** Work to complete **
All the data below should be printed again without a single difference.

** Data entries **
_ _ _

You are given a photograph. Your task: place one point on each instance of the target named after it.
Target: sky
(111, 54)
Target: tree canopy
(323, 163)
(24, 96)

_ _ _

** Task response **
You are given a photograph. Your task: place one point on each instance of the target named after it.
Target: sky
(111, 54)
Target: tree canopy
(323, 163)
(24, 96)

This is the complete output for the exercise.